Your objective:
Send every record back word for word.

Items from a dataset
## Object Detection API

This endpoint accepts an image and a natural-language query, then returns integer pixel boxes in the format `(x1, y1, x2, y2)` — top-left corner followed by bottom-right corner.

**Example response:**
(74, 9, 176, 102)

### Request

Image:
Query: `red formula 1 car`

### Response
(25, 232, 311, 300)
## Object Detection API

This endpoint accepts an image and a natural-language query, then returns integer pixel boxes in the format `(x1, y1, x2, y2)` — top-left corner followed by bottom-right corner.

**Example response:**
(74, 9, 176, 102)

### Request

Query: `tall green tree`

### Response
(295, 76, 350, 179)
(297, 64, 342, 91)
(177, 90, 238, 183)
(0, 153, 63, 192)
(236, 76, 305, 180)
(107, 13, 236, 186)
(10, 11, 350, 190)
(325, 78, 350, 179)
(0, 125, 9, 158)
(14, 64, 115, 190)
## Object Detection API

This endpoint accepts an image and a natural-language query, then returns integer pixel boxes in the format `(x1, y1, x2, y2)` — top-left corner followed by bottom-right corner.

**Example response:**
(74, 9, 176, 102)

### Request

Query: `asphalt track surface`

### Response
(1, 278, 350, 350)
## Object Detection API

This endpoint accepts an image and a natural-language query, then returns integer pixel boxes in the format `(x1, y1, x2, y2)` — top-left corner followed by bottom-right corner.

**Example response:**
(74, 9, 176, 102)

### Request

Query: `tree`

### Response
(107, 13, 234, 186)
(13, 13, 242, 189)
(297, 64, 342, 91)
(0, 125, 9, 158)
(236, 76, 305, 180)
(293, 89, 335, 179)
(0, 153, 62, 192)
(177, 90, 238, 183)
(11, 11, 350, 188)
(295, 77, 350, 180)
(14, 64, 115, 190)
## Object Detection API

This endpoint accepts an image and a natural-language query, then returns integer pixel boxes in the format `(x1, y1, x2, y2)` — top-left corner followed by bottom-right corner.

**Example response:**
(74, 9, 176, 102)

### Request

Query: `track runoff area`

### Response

Answer to this task:
## Object Detection API

This endpoint accepts an image and a natural-language query, then returns integer pixel boxes in the format `(x1, y1, x2, y2)` — top-left corner followed by bottom-right corner.

**Example response:**
(74, 9, 176, 102)

### Request

Image:
Query: `red formula 1 car`

### Response
(25, 232, 311, 300)
## Object Detection API

This endpoint accepts an image and a natural-language query, then returns integer pixel boxes in the format `(x1, y1, x2, y2)` — top-left corner followed by bottom-right corner.

**Example response:**
(74, 9, 176, 102)

### Request

Query: `tall green tree`

### Response
(295, 76, 350, 179)
(297, 64, 342, 91)
(177, 90, 238, 183)
(0, 153, 63, 192)
(236, 76, 305, 180)
(107, 13, 236, 186)
(10, 11, 350, 190)
(325, 78, 350, 179)
(0, 125, 9, 158)
(14, 64, 115, 190)
## Object Detection API

This endpoint accepts an image and a natural-language query, then returns integer pixel boxes in the format `(x1, y1, x2, y2)` — top-left corner followed by bottom-right corner.

**Example response:**
(74, 9, 176, 102)

### Request

Query: `asphalt track surface`

### Response
(1, 278, 350, 350)
## Object Detection API

This endpoint accepts an image and a natural-language query, then returns integer pixel boxes in the format `(x1, y1, x2, y2)` — top-left corner followed by bottom-right corner.

**Example response:**
(74, 9, 176, 102)

### Request

Query: `tree`

### Response
(107, 13, 234, 186)
(13, 13, 242, 189)
(297, 64, 342, 91)
(0, 125, 9, 158)
(236, 76, 305, 180)
(293, 89, 335, 179)
(0, 153, 62, 192)
(177, 90, 238, 183)
(11, 11, 350, 188)
(295, 77, 350, 180)
(14, 64, 115, 190)
## Object Detection API

This endpoint accepts an image and a natural-language query, then returns integer pixel boxes in the format `(x1, y1, x2, y2)` — top-left corner followed by bottom-right corner.

**Example response:**
(74, 9, 176, 102)

### Request

Query: `track runoff area`

### Response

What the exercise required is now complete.